**Document**

■ ■ ■ ■ ■

They had a little chat.
Among the things, they talked about whether Pete Buttigieg is really gay.
They have a theory that he's pretending to be gay, which was news to Chaston when I texted him.
But that's not the clip I want to play.
There's a better one for you.
Let's listen.
If you think that Joe Biden was a better leader or a better man than Vladimir Putin, like, I don't even know what to say to you that's insane there's by no measure by no measure did joe biden's country
the people he solemnly swore to help and defend did they thrive no they withered putin who's been there for 25 years his country's improved the people are happier they like him actually look i'm not moving to russia but i mean putin has been the most effective leader in my lifetime.
I can't think of a more effective one.
He's been a very stable leader for Russia.
But why is he more evil than Joe Biden?
Well,
I can't even conceptualize that.
You know, you could say, look,
I don't know his religious views, but he's promoted Christianity within Russia.
Aggressively.
Yes.
To combat
liberalism.
I'm sad to report that that podcast is fifth in the rankings right now under news, and I'm eighth.
So
that's what people are looking for right now.
See, I'm so glad you raised that because a lot of people have made the mistake of saying as Tucker gets crazier or crazier, you see Candace Owens, whoa, my goodness, like leave Earth's orbit, her conspiracy theories have become so crazy.
And they think, well, they're just not relevant anymore.
Millions of people still listen to these guys because sort of respectable opinion has written them off doesn't mean that they don't have influence anymore.
So this stuff does matter.
As crazy as that is, it absolutely does matter.
What do you think about the idea that Putin is a stable leader and a better man than Joe Biden?
Do you have any thoughts on that?
I mean, one million dead and wounded Russian soldiers would, I think, question the stability.
That hundreds of thousands of dead and wounded Ukrainians would question that.
I mean, Putin has been a war leader virtually since he assumed office.
He led Russia through the Second Chechen War, through a war in Georgia, through the first intervention in Ukraine, the invasion of Crimea, the Donbass War, war in Syria, now the largest land war in Europe since World War II.

■ ■ ■ ■ ■

**Excerpted records**

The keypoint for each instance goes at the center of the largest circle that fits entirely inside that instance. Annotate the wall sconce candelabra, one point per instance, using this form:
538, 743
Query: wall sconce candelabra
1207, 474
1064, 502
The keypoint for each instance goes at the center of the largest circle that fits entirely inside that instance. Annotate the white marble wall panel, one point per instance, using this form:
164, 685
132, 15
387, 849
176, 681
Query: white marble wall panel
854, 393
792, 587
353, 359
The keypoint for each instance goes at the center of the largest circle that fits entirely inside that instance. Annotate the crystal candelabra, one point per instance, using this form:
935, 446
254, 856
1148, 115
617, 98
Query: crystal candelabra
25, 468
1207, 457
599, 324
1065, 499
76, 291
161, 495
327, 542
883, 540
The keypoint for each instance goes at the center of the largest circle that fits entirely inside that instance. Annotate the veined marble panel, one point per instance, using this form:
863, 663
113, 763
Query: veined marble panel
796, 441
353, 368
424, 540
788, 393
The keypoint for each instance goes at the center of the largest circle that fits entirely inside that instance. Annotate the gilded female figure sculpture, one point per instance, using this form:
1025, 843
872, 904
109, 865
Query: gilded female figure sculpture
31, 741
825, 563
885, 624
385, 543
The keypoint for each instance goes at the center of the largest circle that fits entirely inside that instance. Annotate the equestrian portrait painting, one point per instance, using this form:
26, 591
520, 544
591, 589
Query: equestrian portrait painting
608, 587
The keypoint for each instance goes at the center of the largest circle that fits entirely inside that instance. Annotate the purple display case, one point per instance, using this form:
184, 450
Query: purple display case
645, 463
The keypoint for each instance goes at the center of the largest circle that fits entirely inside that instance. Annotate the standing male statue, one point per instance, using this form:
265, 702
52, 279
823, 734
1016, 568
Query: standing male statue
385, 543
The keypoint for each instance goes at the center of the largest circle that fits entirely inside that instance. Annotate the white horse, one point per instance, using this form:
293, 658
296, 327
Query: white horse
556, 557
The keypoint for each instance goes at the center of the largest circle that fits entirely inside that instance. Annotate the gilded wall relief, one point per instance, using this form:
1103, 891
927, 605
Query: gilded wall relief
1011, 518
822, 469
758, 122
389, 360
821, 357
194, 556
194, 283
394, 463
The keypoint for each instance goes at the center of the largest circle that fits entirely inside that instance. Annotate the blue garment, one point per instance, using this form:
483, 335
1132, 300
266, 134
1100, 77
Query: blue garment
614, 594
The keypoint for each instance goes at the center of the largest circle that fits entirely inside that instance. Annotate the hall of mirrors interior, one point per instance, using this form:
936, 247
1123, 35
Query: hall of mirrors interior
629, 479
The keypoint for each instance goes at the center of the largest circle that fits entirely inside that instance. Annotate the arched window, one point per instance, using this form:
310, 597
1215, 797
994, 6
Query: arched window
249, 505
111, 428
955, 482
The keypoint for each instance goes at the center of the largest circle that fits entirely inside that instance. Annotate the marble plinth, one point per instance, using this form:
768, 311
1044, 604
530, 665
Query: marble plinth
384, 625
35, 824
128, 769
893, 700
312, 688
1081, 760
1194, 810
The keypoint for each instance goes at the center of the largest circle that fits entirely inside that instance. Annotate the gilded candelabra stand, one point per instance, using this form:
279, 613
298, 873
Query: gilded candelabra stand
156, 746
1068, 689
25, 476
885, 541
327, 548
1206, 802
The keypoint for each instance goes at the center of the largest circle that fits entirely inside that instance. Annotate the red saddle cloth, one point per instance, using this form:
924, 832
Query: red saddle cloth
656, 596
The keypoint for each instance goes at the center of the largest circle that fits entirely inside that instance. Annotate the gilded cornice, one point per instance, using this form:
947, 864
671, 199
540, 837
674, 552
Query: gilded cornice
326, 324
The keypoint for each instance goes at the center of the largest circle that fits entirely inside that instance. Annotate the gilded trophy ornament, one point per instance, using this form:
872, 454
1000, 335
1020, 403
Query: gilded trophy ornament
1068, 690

■ ■ ■ ■ ■

**Short task A**
Translate this sentence from the transcript into Spanish: "I mean, Putin has been a war leader virtually since he assumed office."
**Short task B**
Please answer these questions from the transcript:
(i) For how many years does the played clip say Putin has been there?
(ii) In what position does the speaker say their own podcast ranks under news?
(iii) How many dead and wounded Russian soldiers are mentioned?
The rows have no connection to the transcript.

**Reply A**
Es decir, Putin ha sido un líder de guerra prácticamente desde que asumió el cargo.

**Reply B**
(i) 25 years
(ii) Eighth
(iii) One million